──────── TASK DATA ────────

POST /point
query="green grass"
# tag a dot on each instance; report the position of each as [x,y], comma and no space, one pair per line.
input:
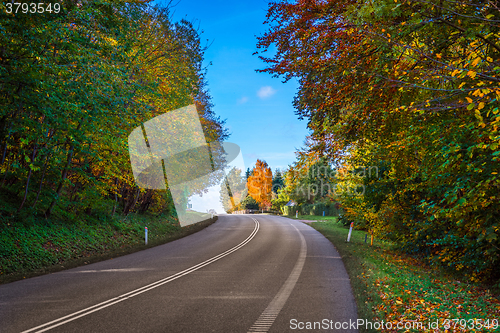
[391,287]
[43,246]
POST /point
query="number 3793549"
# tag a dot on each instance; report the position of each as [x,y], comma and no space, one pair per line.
[32,7]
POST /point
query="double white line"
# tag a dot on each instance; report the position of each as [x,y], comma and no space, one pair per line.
[75,315]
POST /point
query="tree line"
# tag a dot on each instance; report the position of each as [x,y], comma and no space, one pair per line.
[410,87]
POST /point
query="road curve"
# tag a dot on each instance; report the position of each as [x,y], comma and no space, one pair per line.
[244,273]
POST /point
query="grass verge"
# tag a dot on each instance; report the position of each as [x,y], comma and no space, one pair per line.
[398,289]
[41,247]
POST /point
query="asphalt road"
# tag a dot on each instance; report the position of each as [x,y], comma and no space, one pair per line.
[244,273]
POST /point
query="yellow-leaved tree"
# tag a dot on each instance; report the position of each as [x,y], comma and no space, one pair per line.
[260,184]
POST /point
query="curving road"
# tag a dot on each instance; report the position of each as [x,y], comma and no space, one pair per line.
[244,273]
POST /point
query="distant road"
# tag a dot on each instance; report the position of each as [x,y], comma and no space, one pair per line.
[244,273]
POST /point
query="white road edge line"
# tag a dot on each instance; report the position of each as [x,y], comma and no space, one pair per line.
[267,318]
[130,294]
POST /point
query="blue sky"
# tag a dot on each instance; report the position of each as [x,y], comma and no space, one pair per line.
[257,107]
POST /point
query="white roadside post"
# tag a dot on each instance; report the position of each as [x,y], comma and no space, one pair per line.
[350,231]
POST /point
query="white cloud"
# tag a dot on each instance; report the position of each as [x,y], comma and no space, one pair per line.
[265,92]
[242,100]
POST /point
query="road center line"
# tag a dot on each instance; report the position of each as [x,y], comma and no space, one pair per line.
[75,315]
[267,318]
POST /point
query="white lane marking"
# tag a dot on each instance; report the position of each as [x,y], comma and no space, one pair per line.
[130,294]
[267,318]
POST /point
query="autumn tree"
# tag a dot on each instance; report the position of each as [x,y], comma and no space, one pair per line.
[73,85]
[260,183]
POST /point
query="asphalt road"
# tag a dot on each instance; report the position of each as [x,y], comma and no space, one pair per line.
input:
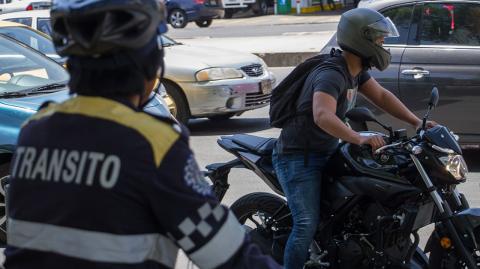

────────

## AIM OF THE EXERCISE
Tally up the lines of the listing containing the word "white". Give only the total.

## REPLY
5